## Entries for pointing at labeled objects
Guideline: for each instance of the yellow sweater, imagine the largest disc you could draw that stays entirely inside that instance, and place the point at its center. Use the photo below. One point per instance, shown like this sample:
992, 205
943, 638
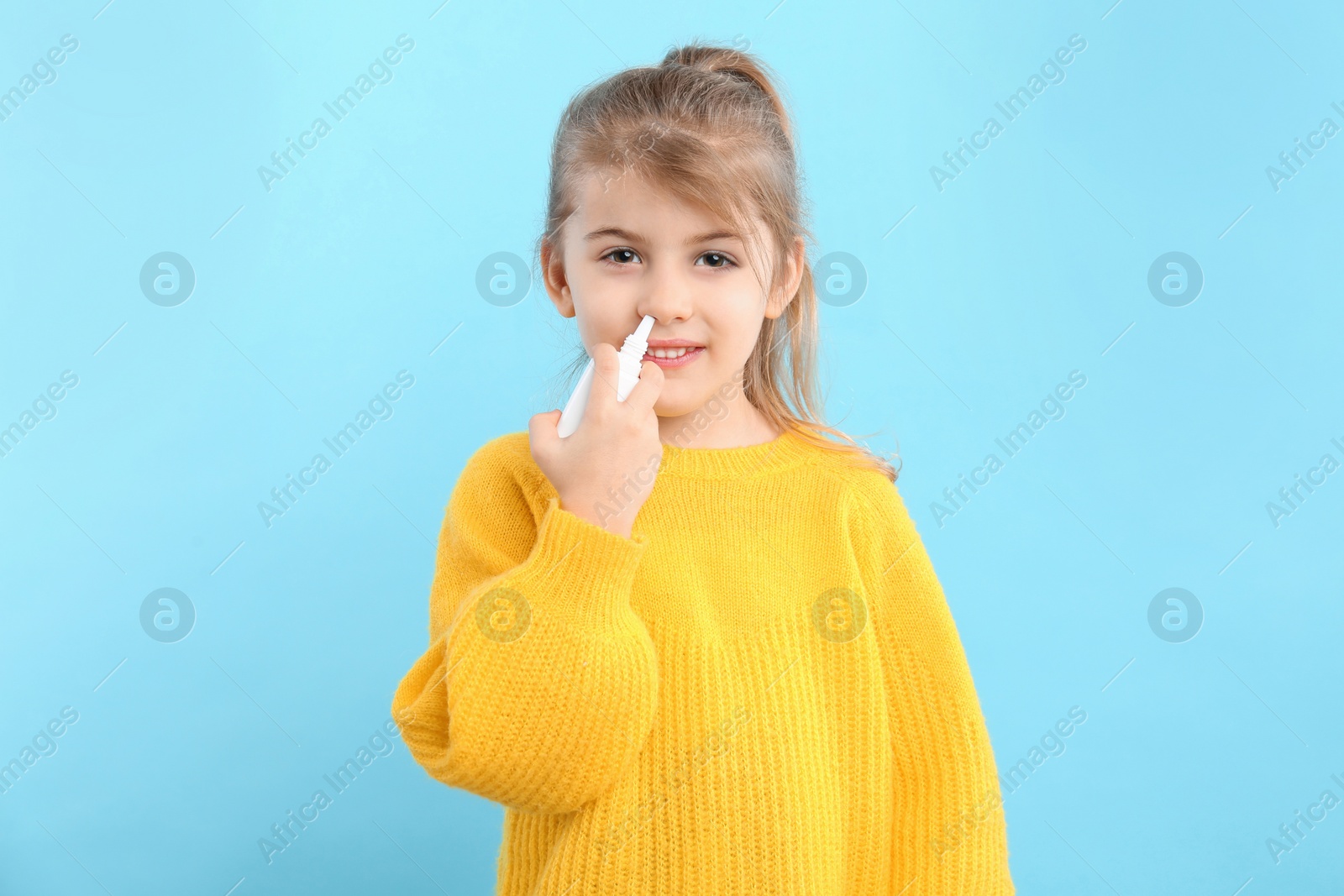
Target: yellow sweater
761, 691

## Set exercise
Turn every line of the items into a numbered list, skipping blank lines, and leave out the pictures.

## Response to this exercise
1. Guideline: for each instance of the yellow sweater, imagine the largest disc you could draw that stays entirely inside that instance, and place the point at its center. Use the photo below. One point per instance, shown like this sample:
2. 992, 205
3. 943, 638
4. Target: yellow sweater
5. 761, 691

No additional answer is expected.